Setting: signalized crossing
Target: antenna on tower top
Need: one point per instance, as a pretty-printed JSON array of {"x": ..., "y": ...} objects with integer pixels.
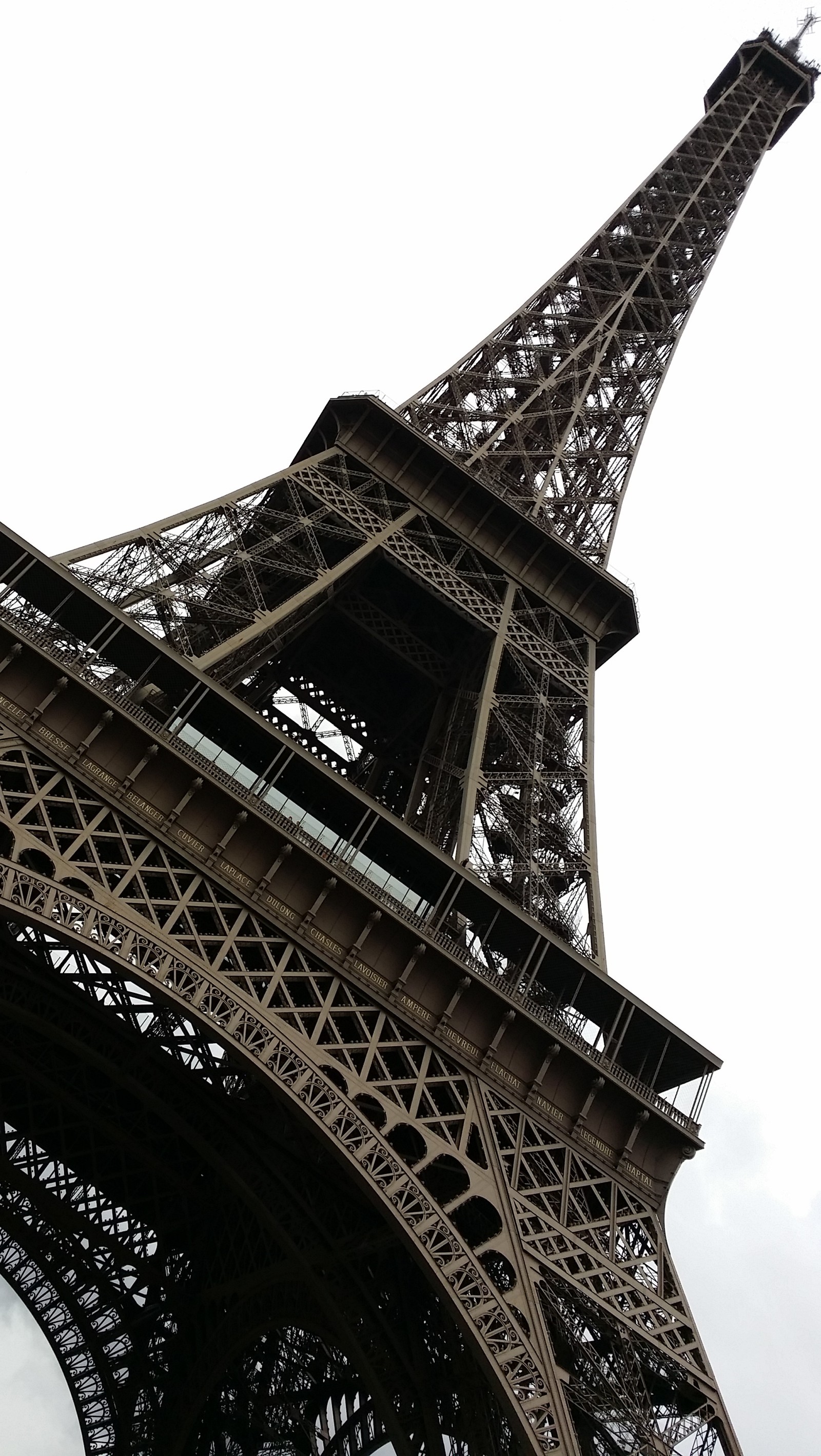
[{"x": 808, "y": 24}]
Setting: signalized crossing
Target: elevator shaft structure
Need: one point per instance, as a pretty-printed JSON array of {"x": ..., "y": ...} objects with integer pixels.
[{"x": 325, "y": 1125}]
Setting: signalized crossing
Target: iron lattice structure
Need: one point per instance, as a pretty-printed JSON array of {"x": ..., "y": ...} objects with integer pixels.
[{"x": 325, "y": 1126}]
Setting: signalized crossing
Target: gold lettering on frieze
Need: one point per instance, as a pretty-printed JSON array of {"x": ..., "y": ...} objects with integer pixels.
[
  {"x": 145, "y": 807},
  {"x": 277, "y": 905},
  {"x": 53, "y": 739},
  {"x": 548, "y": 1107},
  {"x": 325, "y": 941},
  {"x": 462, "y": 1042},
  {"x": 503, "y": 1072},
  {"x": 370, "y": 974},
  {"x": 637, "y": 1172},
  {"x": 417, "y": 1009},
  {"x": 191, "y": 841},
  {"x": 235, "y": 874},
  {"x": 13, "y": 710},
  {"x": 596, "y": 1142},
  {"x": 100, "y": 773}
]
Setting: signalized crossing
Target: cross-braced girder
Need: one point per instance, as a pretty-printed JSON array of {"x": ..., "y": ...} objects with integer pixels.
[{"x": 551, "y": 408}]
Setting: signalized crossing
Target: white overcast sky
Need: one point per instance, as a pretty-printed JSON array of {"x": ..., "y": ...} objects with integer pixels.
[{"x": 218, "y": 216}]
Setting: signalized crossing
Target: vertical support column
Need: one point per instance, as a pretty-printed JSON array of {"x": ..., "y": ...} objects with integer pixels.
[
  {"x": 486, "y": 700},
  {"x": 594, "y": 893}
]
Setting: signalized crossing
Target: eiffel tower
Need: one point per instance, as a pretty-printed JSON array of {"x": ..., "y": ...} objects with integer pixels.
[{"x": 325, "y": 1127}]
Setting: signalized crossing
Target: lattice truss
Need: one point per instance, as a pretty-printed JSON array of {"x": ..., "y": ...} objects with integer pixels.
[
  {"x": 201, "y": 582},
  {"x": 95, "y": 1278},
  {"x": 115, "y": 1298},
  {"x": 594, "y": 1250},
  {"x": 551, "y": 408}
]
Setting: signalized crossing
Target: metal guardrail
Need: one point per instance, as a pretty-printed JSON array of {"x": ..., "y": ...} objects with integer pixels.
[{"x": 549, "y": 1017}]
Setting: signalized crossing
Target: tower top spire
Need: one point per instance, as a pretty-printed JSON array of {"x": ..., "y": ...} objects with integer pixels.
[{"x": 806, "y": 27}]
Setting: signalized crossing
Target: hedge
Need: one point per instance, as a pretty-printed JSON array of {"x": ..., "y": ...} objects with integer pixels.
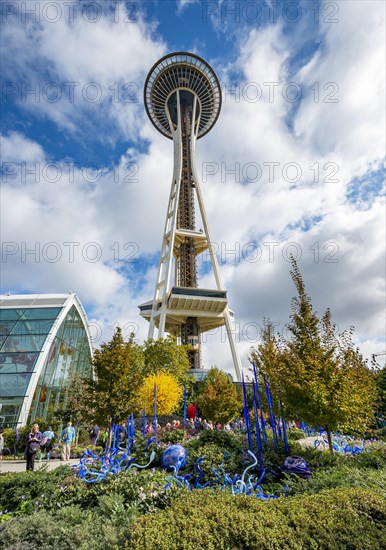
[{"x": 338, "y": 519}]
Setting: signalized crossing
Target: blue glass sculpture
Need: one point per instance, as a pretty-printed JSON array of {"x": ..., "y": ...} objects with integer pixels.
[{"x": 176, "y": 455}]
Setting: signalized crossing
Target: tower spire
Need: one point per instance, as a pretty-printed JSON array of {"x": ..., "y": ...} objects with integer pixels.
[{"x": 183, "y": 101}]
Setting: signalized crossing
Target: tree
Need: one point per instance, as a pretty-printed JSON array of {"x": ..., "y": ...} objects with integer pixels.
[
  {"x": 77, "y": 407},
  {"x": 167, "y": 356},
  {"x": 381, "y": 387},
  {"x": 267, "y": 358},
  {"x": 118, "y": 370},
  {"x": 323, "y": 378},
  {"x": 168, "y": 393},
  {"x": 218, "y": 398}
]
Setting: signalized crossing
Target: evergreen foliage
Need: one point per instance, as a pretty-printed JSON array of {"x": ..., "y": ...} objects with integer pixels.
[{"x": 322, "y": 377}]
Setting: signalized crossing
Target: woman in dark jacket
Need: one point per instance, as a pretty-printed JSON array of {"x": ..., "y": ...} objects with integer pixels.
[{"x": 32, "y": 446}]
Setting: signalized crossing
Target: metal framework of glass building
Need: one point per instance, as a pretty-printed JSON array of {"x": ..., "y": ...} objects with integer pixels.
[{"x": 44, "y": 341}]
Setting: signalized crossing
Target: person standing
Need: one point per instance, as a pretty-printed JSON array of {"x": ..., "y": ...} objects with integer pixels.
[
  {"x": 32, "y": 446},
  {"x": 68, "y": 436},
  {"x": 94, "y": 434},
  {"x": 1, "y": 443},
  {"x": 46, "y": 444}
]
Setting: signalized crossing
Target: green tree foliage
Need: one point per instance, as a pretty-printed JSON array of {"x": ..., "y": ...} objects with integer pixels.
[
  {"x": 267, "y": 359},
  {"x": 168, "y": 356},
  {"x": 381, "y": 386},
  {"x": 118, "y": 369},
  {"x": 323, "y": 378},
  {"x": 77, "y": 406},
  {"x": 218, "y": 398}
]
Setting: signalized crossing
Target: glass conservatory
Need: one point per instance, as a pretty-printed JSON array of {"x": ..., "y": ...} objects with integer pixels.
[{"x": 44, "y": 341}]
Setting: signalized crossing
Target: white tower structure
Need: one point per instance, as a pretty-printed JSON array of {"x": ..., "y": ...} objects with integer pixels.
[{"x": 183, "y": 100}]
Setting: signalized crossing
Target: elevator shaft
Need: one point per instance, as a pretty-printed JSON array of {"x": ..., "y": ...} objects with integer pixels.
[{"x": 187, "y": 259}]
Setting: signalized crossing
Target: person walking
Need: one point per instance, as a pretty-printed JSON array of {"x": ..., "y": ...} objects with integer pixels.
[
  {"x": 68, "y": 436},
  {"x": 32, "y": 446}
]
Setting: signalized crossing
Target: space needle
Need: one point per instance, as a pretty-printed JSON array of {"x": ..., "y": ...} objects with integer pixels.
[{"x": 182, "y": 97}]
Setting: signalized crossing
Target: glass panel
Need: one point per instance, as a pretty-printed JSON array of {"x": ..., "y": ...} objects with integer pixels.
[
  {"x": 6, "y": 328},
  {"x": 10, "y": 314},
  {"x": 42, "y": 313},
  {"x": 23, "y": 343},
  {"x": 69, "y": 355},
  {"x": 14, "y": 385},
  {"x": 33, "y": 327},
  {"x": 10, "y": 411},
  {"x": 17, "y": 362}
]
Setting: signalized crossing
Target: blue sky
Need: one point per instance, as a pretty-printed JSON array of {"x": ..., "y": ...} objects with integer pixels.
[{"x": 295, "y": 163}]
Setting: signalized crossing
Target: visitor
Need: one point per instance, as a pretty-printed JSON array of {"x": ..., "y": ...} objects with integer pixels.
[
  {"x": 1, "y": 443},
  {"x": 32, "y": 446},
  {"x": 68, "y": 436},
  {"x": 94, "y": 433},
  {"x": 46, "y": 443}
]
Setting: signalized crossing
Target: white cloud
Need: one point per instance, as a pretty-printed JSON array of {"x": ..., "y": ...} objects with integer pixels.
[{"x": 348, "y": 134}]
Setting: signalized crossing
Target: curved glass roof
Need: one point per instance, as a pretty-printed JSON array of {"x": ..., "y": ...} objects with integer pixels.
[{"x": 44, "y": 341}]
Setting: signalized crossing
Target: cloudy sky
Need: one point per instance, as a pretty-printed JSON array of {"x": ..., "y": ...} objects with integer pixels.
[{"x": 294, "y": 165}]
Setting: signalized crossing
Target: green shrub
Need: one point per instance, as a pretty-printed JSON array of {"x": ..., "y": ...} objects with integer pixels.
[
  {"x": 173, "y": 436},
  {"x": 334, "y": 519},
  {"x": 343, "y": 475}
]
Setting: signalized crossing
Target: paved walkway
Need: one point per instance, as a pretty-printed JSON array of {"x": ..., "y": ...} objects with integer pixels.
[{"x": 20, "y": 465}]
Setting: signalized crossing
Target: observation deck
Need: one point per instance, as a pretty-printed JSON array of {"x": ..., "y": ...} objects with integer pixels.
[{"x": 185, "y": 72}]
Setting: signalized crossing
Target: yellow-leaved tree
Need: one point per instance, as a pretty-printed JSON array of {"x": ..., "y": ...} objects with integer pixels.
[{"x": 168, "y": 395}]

• Challenge
Return every line of the entries above that contains the word "person", treating upper and lower case as different.

• Exercise solution
Target: person standing
Target: person walking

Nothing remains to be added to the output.